VIOLÊNCIA DOMÉSTICA CONTRA A MULHER: Breves Comentários à  Lei Nº 11.340/2006

 

 

            João José Leal

Professor do Curso de PósGraduação em Ciência Jurídica – CPCJ/UNIVALI.

Ex-Procurador Geral de Justiça de SC. Associado da AIDP e do IBCCrim.

 

           

1. Introdução – Uma Lei Marcada por Normas Programáticas e Reafirmadoras dos Direitos Constitucionais Fundamentais

 

            A Lei 11.340/2006, de 08.082006, ainda vai precisar do prazo de vacatio legis, de 45 dias, para poder ser aplicada. Denominada de Lei Maria da Penha, em homenagem a uma das vítimas da violência masculina contra a mulher deste país ainda machista, a  nova lei fundamenta-se em normas e diretivas consagradas na Constituição Federal (art. 226, § 8º), na Convenção da ONU sobre a Eliminação de Todas as Formas de Violência contra a Mulher e na Convenção Interamericana para Punir e Erradicar a Violência contra a Mulher (Preâmbulo e art. 1º).

 

Seu fundamento políticojurídico, portanto, é admirável e difícil de ser contestado. Porém, seus nobres e altruísticos objetivos de proteção e assistência à mulher  vítima de violência precisarão de muito tempo, de muita vontade política da parte do poder público e de muito avanço éticopolítico para serem alcançados. Quanto às suas normas de natureza restritiva ou repressiva, destinadas ao outro da relação jurídica conflituosa ou de violência, precisam de muita reflexão e discussão acerca de sua legitimidade ética e de sua conveniência jurídica.

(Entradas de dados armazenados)
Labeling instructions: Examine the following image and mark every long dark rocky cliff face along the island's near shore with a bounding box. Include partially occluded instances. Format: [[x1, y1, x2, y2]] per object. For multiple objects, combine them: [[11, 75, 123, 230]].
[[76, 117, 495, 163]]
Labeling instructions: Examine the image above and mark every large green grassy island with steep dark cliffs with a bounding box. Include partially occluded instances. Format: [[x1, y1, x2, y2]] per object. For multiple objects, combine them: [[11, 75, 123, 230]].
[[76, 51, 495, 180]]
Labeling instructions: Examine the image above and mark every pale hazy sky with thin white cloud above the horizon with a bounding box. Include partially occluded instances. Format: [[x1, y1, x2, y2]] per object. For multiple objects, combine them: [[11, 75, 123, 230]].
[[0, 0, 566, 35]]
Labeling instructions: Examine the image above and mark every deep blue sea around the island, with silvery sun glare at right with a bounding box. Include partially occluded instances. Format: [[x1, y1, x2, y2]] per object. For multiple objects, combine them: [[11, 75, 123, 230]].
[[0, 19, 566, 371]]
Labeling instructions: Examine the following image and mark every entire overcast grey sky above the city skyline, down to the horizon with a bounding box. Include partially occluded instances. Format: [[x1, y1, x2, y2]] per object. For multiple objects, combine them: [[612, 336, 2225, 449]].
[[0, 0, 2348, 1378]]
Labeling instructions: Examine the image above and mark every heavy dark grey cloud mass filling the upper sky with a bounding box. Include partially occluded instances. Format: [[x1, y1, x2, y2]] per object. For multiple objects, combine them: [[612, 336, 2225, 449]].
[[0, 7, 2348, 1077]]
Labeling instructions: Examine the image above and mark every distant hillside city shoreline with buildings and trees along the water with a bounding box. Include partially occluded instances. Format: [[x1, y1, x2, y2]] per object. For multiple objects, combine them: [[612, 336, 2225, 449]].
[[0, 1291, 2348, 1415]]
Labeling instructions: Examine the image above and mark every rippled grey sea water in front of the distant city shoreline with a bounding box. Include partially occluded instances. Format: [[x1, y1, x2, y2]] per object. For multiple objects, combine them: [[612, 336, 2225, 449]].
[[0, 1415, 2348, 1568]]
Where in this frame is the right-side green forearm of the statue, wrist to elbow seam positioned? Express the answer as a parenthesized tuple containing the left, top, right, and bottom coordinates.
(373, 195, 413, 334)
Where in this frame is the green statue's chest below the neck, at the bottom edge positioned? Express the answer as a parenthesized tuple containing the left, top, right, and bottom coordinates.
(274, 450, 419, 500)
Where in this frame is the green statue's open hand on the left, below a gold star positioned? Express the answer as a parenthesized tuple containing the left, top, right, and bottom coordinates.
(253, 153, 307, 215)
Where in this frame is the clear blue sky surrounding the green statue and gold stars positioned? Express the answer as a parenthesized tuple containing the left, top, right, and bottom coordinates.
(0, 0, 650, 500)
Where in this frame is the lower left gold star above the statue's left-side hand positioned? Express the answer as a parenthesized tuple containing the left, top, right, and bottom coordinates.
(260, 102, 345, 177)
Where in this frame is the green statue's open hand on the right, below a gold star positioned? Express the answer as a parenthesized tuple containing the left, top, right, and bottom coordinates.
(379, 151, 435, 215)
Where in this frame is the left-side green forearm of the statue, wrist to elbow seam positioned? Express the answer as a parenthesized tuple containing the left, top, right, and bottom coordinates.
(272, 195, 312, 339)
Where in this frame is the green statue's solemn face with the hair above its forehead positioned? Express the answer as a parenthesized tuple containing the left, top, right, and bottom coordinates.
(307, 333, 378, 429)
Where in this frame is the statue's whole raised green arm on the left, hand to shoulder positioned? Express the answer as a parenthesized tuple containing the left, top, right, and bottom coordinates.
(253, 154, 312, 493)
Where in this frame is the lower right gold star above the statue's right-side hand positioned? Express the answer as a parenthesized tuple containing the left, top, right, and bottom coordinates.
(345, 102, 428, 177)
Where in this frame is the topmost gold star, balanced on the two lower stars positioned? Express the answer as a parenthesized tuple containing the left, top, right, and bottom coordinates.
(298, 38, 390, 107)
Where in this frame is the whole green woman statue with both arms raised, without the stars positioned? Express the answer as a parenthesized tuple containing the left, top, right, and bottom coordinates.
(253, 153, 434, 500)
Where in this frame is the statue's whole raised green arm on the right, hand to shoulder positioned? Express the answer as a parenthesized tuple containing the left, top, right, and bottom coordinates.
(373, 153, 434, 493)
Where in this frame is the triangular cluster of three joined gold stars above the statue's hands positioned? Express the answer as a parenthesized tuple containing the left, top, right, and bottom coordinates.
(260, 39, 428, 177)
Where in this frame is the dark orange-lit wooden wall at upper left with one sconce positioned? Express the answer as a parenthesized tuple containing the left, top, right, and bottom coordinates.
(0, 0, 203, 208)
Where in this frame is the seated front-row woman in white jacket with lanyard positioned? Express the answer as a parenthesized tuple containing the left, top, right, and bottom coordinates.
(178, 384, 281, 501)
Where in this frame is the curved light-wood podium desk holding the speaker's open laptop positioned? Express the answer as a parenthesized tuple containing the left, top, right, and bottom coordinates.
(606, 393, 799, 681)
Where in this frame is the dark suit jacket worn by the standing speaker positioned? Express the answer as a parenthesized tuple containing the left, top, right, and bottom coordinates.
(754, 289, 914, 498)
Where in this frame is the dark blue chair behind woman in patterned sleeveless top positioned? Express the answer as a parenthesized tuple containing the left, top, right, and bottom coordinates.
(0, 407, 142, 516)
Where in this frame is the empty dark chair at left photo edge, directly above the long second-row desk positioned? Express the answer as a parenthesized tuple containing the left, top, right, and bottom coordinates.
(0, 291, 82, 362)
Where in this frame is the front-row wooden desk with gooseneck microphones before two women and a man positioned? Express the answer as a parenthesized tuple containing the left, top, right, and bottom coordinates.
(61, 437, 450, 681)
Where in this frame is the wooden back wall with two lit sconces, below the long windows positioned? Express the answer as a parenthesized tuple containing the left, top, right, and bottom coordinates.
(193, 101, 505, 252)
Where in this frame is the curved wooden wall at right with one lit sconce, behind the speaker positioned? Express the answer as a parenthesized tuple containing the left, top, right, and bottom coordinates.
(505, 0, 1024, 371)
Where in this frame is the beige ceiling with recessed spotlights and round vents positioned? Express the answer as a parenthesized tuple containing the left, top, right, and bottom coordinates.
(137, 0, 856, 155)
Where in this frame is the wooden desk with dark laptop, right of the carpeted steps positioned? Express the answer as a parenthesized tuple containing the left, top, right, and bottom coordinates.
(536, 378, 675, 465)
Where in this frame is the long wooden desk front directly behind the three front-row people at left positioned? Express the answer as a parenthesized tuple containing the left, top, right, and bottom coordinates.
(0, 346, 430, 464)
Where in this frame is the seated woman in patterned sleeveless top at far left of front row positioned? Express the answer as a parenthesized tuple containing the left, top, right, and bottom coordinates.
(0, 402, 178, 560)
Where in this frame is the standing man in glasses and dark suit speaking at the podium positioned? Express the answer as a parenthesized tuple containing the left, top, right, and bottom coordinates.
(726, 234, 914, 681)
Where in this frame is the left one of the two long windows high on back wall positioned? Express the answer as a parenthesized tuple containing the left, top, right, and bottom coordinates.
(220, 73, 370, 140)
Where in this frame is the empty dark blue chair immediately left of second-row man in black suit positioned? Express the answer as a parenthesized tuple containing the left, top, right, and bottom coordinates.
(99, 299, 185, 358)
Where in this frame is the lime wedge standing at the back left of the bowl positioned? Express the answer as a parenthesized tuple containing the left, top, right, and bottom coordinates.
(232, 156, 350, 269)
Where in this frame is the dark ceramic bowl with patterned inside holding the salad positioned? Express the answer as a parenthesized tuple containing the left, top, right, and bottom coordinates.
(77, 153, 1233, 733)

TAREFA PROPOSTA A> Transcreva do texto sobre a Lei 11.340/2006 o trecho que começa em "1. Introdução –" e termina em "e art. 1º).".
TAREFA PROPOSTA B>
Com base no texto sobre a Lei 11.340/2006, responda:
(i) Qual é o prazo de vacatio legis da lei?
(ii) Que artigo da Constituição Federal é citado como fundamento da lei?
(iii) Segundo o texto, de que dependem os objetivos de proteção e assistência à mulher para serem alcançados?

RESULTADO DA TAREFA A>
1. Introdução – Uma Lei Marcada por Normas Programáticas e Reafirmadoras dos Direitos Constitucionais Fundamentais

 

            A Lei 11.340/2006, de 08.082006, ainda vai precisar do prazo de vacatio legis, de 45 dias, para poder ser aplicada. Denominada de Lei Maria da Penha, em homenagem a uma das vítimas da violência masculina contra a mulher deste país ainda machista, a  nova lei fundamenta-se em normas e diretivas consagradas na Constituição Federal (art. 226, § 8º), na Convenção da ONU sobre a Eliminação de Todas as Formas de Violência contra a Mulher e na Convenção Interamericana para Punir e Erradicar a Violência contra a Mulher (Preâmbulo e art. 1º).

RESULTADO DA TAREFA B>
(i) 45 dias.
(ii) O art. 226, § 8º.
(iii) De muito tempo, de muita vontade política da parte do poder público e de muito avanço ético-político.